Stored entries:
※

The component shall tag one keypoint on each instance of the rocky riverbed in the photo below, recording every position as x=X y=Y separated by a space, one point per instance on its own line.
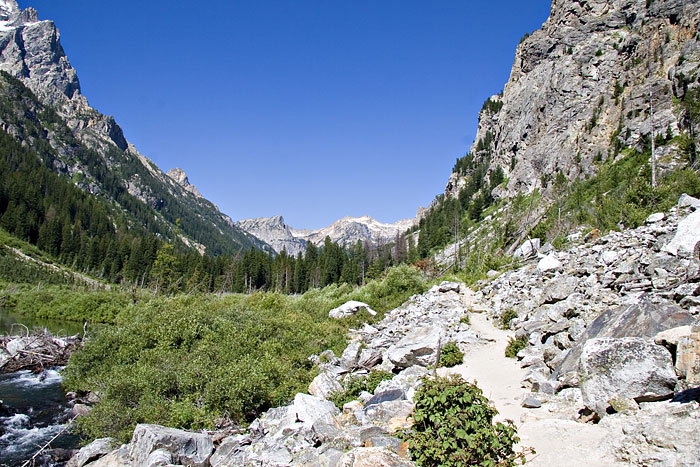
x=609 y=374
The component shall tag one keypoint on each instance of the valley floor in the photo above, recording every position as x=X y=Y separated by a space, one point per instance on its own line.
x=555 y=436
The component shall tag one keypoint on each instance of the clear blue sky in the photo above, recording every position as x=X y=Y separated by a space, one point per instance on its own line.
x=312 y=109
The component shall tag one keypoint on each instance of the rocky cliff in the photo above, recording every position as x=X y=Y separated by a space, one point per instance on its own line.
x=30 y=50
x=348 y=230
x=579 y=91
x=345 y=232
x=274 y=232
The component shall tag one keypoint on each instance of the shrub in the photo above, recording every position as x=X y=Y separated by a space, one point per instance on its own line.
x=506 y=316
x=453 y=426
x=450 y=355
x=516 y=345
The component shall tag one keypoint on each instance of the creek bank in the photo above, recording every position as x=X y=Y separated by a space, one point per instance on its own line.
x=619 y=288
x=35 y=352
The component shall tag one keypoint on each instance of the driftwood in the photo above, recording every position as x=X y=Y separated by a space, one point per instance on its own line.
x=35 y=352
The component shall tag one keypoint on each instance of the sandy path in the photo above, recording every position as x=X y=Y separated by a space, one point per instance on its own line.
x=557 y=441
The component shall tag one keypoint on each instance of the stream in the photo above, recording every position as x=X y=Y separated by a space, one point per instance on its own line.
x=34 y=407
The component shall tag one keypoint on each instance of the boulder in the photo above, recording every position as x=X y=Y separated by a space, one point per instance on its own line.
x=688 y=357
x=656 y=217
x=664 y=434
x=373 y=457
x=630 y=367
x=559 y=289
x=418 y=347
x=527 y=248
x=349 y=309
x=687 y=235
x=308 y=409
x=229 y=453
x=548 y=263
x=324 y=385
x=531 y=402
x=645 y=318
x=92 y=452
x=446 y=286
x=687 y=201
x=187 y=448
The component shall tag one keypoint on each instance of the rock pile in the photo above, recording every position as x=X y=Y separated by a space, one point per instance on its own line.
x=615 y=319
x=312 y=430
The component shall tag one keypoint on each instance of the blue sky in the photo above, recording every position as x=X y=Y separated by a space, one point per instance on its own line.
x=314 y=110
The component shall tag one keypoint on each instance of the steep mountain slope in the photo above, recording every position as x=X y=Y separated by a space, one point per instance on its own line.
x=275 y=232
x=345 y=232
x=93 y=151
x=579 y=91
x=348 y=230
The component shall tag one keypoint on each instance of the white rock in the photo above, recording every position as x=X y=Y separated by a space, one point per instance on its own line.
x=548 y=263
x=609 y=257
x=324 y=385
x=656 y=217
x=686 y=201
x=527 y=249
x=630 y=367
x=687 y=235
x=350 y=308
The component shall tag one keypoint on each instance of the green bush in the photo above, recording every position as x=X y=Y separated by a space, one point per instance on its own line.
x=453 y=426
x=186 y=361
x=450 y=355
x=353 y=386
x=516 y=345
x=506 y=316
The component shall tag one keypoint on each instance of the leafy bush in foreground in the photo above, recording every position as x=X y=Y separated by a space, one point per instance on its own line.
x=188 y=360
x=516 y=345
x=453 y=426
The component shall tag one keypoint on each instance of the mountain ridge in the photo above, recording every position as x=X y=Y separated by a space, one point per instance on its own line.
x=30 y=50
x=345 y=232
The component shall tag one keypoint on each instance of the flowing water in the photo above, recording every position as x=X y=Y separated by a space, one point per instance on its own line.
x=34 y=407
x=34 y=410
x=10 y=324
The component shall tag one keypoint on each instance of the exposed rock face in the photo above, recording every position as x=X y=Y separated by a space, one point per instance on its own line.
x=346 y=232
x=274 y=232
x=631 y=367
x=181 y=179
x=30 y=51
x=582 y=81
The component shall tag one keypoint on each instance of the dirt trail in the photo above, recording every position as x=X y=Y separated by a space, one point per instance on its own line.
x=557 y=440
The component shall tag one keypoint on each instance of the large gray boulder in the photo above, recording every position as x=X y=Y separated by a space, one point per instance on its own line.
x=349 y=309
x=187 y=448
x=92 y=452
x=687 y=235
x=630 y=367
x=418 y=347
x=646 y=319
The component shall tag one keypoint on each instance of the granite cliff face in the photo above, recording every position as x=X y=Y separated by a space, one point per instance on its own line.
x=30 y=51
x=346 y=232
x=180 y=177
x=274 y=232
x=580 y=87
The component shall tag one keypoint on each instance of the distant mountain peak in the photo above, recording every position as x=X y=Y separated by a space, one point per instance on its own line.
x=8 y=9
x=274 y=232
x=180 y=177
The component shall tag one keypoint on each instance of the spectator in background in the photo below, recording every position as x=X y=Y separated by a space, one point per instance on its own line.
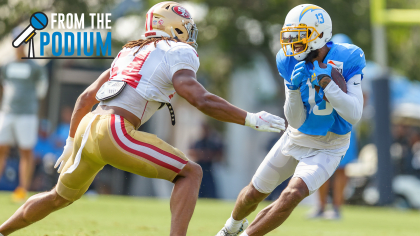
x=205 y=152
x=23 y=82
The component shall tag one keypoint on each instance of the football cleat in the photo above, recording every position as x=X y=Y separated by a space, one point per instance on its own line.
x=225 y=232
x=19 y=195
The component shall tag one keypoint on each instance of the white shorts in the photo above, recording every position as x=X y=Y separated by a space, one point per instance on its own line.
x=20 y=129
x=313 y=166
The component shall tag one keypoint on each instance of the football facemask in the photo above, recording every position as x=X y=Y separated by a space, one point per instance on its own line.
x=293 y=35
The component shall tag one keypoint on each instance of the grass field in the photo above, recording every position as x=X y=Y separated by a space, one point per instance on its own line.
x=117 y=216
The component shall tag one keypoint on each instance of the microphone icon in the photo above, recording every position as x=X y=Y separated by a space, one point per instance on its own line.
x=38 y=21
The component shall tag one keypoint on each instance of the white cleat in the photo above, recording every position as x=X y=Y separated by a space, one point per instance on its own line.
x=224 y=231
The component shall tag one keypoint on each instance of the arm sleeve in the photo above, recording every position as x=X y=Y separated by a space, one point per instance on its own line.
x=41 y=84
x=348 y=105
x=294 y=110
x=182 y=57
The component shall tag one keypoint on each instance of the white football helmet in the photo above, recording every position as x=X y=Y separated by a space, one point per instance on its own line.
x=171 y=19
x=307 y=28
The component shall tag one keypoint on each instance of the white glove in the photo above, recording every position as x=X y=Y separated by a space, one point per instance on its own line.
x=264 y=121
x=68 y=149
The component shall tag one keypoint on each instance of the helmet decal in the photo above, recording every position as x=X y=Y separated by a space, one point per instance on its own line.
x=309 y=8
x=181 y=11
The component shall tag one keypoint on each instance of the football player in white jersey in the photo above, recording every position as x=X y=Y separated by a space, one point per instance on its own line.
x=318 y=134
x=144 y=75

※

EXERCISE
Write out exactly the lines starting with the one that holds "the white cleat" and running through the last line above.

RESULT OF THIS EXERCISE
The component shall tag one keypoint on each instance of the white cleat in the photo above, recording every position as x=X y=Y separated by a space, one point per instance on its own line.
x=224 y=231
The component shall tag one keypoint on each instance of the arm sleeve in the photo above, recording every position as x=X y=Y separated by a space, one point per instance on its own line.
x=41 y=84
x=348 y=105
x=294 y=110
x=182 y=57
The component shall tag one keypoint on each instance of the white football helmet in the photo above, recording every position as x=X y=Y separated by a space, one point per instance on its own line.
x=171 y=19
x=307 y=28
The component shall tag one keypoint on each instance of the white glove in the photo above, recording every position as x=X y=Y separated by a space, one point per instance on its own line.
x=264 y=121
x=68 y=149
The component shall tag one keypoint on each instance of the helmet decal in the photo above, recording every position as x=X y=Y separated by a space, one point per instance on its own line.
x=309 y=8
x=181 y=11
The component shall tag one keypoint on each instance of the football player in white jersey in the photo above, recording every position as x=X y=Y separated by a space, one point per instance on its own line.
x=318 y=134
x=144 y=75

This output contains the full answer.